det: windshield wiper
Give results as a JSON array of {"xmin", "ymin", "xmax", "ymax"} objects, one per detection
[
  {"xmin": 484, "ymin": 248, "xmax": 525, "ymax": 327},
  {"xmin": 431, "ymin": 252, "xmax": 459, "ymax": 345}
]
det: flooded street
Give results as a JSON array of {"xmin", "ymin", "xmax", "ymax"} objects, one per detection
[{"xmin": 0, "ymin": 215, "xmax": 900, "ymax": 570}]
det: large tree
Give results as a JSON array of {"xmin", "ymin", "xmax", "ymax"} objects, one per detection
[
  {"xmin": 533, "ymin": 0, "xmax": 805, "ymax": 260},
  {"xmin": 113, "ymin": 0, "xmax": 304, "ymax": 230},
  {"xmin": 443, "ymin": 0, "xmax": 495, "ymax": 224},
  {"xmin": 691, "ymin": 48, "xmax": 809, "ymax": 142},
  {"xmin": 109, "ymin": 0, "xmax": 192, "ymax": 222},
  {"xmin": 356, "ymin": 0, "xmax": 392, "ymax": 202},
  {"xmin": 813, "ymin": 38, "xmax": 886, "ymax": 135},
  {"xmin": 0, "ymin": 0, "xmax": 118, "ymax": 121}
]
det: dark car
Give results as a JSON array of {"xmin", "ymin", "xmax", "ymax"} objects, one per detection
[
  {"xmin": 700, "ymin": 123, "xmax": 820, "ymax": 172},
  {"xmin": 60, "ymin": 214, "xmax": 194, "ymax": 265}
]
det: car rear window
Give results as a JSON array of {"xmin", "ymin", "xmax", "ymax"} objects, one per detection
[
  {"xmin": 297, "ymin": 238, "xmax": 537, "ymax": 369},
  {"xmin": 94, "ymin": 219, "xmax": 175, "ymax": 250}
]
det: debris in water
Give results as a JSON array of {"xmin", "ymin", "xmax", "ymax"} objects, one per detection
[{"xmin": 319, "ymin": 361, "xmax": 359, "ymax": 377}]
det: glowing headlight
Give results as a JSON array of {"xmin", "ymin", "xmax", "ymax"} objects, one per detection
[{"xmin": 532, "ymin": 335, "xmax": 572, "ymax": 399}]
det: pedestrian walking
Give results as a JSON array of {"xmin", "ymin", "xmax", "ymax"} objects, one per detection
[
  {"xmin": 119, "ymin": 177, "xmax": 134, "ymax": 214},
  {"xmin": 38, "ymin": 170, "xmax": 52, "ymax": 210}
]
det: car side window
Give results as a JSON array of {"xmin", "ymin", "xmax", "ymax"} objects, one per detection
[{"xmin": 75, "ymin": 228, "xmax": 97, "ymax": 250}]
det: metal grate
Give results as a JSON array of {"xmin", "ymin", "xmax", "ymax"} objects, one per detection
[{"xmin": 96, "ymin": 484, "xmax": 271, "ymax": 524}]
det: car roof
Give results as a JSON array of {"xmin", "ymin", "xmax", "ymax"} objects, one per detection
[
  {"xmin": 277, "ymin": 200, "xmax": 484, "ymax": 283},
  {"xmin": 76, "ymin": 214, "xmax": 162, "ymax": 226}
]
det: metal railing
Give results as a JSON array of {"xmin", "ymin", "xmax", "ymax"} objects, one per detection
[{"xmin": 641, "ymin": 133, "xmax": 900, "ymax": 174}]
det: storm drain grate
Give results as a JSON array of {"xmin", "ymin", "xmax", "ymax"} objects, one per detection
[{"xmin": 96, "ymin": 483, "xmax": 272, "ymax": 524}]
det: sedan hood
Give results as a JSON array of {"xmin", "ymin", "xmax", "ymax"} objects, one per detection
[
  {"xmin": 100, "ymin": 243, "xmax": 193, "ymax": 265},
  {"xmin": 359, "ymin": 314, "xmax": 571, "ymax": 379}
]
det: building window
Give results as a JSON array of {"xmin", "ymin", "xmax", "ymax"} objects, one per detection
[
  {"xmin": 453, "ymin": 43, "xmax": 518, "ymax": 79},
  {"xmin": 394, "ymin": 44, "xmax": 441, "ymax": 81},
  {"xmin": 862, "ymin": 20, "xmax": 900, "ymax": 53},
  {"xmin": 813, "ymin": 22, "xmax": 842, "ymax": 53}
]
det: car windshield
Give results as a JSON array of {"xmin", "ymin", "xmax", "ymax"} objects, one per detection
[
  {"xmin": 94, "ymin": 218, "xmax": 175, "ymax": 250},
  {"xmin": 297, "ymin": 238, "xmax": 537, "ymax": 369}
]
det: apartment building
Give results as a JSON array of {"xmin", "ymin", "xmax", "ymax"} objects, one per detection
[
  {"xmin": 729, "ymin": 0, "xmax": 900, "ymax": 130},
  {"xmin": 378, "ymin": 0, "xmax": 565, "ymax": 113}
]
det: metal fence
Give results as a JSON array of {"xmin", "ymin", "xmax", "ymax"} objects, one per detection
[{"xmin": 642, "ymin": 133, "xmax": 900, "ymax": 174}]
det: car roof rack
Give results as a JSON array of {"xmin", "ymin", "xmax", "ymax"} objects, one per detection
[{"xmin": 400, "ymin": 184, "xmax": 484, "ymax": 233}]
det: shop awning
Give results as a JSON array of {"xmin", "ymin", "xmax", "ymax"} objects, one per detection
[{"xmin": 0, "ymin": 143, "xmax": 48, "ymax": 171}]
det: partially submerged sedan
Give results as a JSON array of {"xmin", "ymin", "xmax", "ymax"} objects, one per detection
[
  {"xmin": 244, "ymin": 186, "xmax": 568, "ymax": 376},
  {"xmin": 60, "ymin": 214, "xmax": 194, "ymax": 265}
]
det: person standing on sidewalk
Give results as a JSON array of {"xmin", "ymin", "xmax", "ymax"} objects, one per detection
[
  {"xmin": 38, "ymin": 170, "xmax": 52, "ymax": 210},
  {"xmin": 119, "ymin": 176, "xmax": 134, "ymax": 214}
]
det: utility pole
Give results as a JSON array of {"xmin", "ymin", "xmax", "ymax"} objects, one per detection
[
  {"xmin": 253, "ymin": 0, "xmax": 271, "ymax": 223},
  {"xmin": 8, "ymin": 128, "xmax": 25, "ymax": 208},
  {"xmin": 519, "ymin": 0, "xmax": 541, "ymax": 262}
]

EXERCISE INSTRUCTIONS = Render all the rows above as a JSON list of strings, with one string for each line and no blank lines.

SOLUTION FOR THIS TASK =
[
  "det: windshield wiper",
  "Give results as a JSON array of {\"xmin\", \"ymin\", \"xmax\", \"ymax\"} objects, one per detection",
  "[",
  "  {\"xmin\": 484, \"ymin\": 248, \"xmax\": 525, \"ymax\": 327},",
  "  {\"xmin\": 431, \"ymin\": 252, \"xmax\": 459, \"ymax\": 345}",
  "]",
  "det: flooded street",
  "Give results as a JSON array of {\"xmin\", \"ymin\", \"xmax\", \"ymax\"} objects, one per detection",
  "[{\"xmin\": 0, \"ymin\": 215, \"xmax\": 900, \"ymax\": 570}]",
  "det: large tree",
  "Give results as a JSON array of {\"xmin\", \"ymin\", \"xmax\", \"ymax\"} objects, one per detection",
  "[",
  "  {\"xmin\": 533, \"ymin\": 0, \"xmax\": 805, \"ymax\": 260},",
  "  {\"xmin\": 113, \"ymin\": 0, \"xmax\": 304, \"ymax\": 230},",
  "  {\"xmin\": 443, \"ymin\": 0, \"xmax\": 495, \"ymax\": 224},",
  "  {\"xmin\": 691, \"ymin\": 48, \"xmax\": 809, \"ymax\": 142},",
  "  {\"xmin\": 109, \"ymin\": 0, \"xmax\": 192, \"ymax\": 222},",
  "  {\"xmin\": 356, \"ymin\": 0, \"xmax\": 392, \"ymax\": 202},",
  "  {\"xmin\": 813, \"ymin\": 38, \"xmax\": 886, \"ymax\": 135},",
  "  {\"xmin\": 0, \"ymin\": 0, \"xmax\": 118, \"ymax\": 121}",
  "]",
  "det: dark car",
  "Give results as a JSON array of {\"xmin\", \"ymin\", \"xmax\", \"ymax\"} objects, one per detection",
  "[",
  "  {\"xmin\": 700, \"ymin\": 123, \"xmax\": 820, \"ymax\": 172},",
  "  {\"xmin\": 60, \"ymin\": 214, \"xmax\": 194, \"ymax\": 265}",
  "]",
  "det: car rear window",
  "Give results as a JSON array of {\"xmin\", \"ymin\", \"xmax\", \"ymax\"} objects, one per detection",
  "[",
  "  {\"xmin\": 297, \"ymin\": 238, \"xmax\": 537, \"ymax\": 369},",
  "  {\"xmin\": 94, \"ymin\": 219, \"xmax\": 175, \"ymax\": 250}",
  "]",
  "det: debris in water",
  "Give results as a JSON array of {\"xmin\", \"ymin\", \"xmax\", \"ymax\"} objects, one per detection",
  "[{\"xmin\": 319, \"ymin\": 361, \"xmax\": 359, \"ymax\": 377}]",
  "det: glowing headlight",
  "Give results as a JSON array of {\"xmin\", \"ymin\", \"xmax\", \"ymax\"} objects, one per detection",
  "[{\"xmin\": 532, \"ymin\": 335, \"xmax\": 572, \"ymax\": 399}]",
  "det: pedestrian walking",
  "Give results as a JSON array of {\"xmin\", \"ymin\", \"xmax\", \"ymax\"} objects, one per detection",
  "[",
  "  {\"xmin\": 119, \"ymin\": 177, \"xmax\": 134, \"ymax\": 214},",
  "  {\"xmin\": 38, \"ymin\": 170, \"xmax\": 52, \"ymax\": 210}",
  "]",
  "det: car side window",
  "Give results as a JSON array of {\"xmin\", \"ymin\", \"xmax\", \"ymax\"} objects, one per detection",
  "[{\"xmin\": 75, \"ymin\": 228, \"xmax\": 97, \"ymax\": 250}]",
  "det: metal grate",
  "Give results as a JSON array of {\"xmin\", \"ymin\", \"xmax\", \"ymax\"} objects, one per detection",
  "[{\"xmin\": 96, \"ymin\": 484, \"xmax\": 271, \"ymax\": 524}]",
  "det: car roof",
  "Give results as a JSON array of {\"xmin\", \"ymin\", \"xmax\", \"ymax\"} objects, one per detection",
  "[",
  "  {\"xmin\": 277, \"ymin\": 200, \"xmax\": 484, \"ymax\": 283},",
  "  {\"xmin\": 76, \"ymin\": 214, \"xmax\": 162, \"ymax\": 226}",
  "]",
  "det: metal railing",
  "Give results as a JSON array of {\"xmin\", \"ymin\", \"xmax\", \"ymax\"} objects, one per detection",
  "[{\"xmin\": 641, \"ymin\": 133, \"xmax\": 900, \"ymax\": 174}]",
  "det: storm drain grate",
  "Give results as a JSON array of {\"xmin\", \"ymin\", \"xmax\", \"ymax\"} objects, one per detection",
  "[{\"xmin\": 96, \"ymin\": 483, \"xmax\": 272, \"ymax\": 524}]",
  "det: sedan hood",
  "Give results as a JSON array of {\"xmin\", \"ymin\", \"xmax\", \"ymax\"} objects, one per detection",
  "[",
  "  {\"xmin\": 100, \"ymin\": 243, \"xmax\": 193, \"ymax\": 265},",
  "  {\"xmin\": 359, \"ymin\": 314, \"xmax\": 571, \"ymax\": 379}",
  "]",
  "det: building window",
  "Give results as a JSON array of {\"xmin\", \"ymin\", \"xmax\", \"ymax\"} objects, one per detection",
  "[",
  "  {\"xmin\": 453, \"ymin\": 43, \"xmax\": 518, \"ymax\": 79},",
  "  {\"xmin\": 394, \"ymin\": 44, \"xmax\": 441, \"ymax\": 81},",
  "  {\"xmin\": 862, \"ymin\": 20, \"xmax\": 900, \"ymax\": 53},",
  "  {\"xmin\": 813, \"ymin\": 22, \"xmax\": 842, \"ymax\": 53}",
  "]",
  "det: car windshield",
  "Give results as a JSON array of {\"xmin\", \"ymin\", \"xmax\", \"ymax\"} objects, one per detection",
  "[",
  "  {\"xmin\": 94, \"ymin\": 218, \"xmax\": 175, \"ymax\": 250},",
  "  {\"xmin\": 297, \"ymin\": 238, \"xmax\": 537, \"ymax\": 369}",
  "]",
  "det: apartment building",
  "Give results as a JSON array of {\"xmin\", \"ymin\", \"xmax\", \"ymax\"} objects, one per detection",
  "[",
  "  {\"xmin\": 729, \"ymin\": 0, \"xmax\": 900, \"ymax\": 130},",
  "  {\"xmin\": 378, \"ymin\": 0, \"xmax\": 565, \"ymax\": 113}",
  "]",
  "det: metal fence",
  "Give results as a JSON array of {\"xmin\", \"ymin\", \"xmax\", \"ymax\"} objects, one per detection",
  "[{\"xmin\": 642, \"ymin\": 133, \"xmax\": 900, \"ymax\": 174}]",
  "det: car roof rack",
  "Give results as a JSON array of {\"xmin\", \"ymin\", \"xmax\", \"ymax\"} objects, one per detection",
  "[{\"xmin\": 400, \"ymin\": 184, \"xmax\": 484, \"ymax\": 233}]",
  "det: shop awning",
  "Give results as a JSON array of {\"xmin\", \"ymin\", \"xmax\", \"ymax\"} objects, one per detection",
  "[{\"xmin\": 0, \"ymin\": 143, \"xmax\": 48, \"ymax\": 171}]",
  "det: partially submerged sedan",
  "Give results as a JSON array of {\"xmin\", \"ymin\", \"xmax\", \"ymax\"} objects, one per detection",
  "[",
  "  {\"xmin\": 244, \"ymin\": 186, \"xmax\": 568, \"ymax\": 376},",
  "  {\"xmin\": 60, \"ymin\": 214, \"xmax\": 194, \"ymax\": 265}",
  "]",
  "det: person standing on sidewalk",
  "Give results as a JSON array of {\"xmin\", \"ymin\", \"xmax\", \"ymax\"} objects, one per detection",
  "[",
  "  {\"xmin\": 38, \"ymin\": 170, \"xmax\": 52, \"ymax\": 210},",
  "  {\"xmin\": 119, \"ymin\": 176, \"xmax\": 134, \"ymax\": 214}",
  "]",
  "det: utility pole",
  "Give results as a JSON array of {\"xmin\", \"ymin\", \"xmax\", \"ymax\"} objects, one per detection",
  "[",
  "  {\"xmin\": 253, \"ymin\": 0, \"xmax\": 271, \"ymax\": 223},",
  "  {\"xmin\": 8, \"ymin\": 128, \"xmax\": 25, \"ymax\": 208},",
  "  {\"xmin\": 519, \"ymin\": 0, \"xmax\": 541, \"ymax\": 262}",
  "]"
]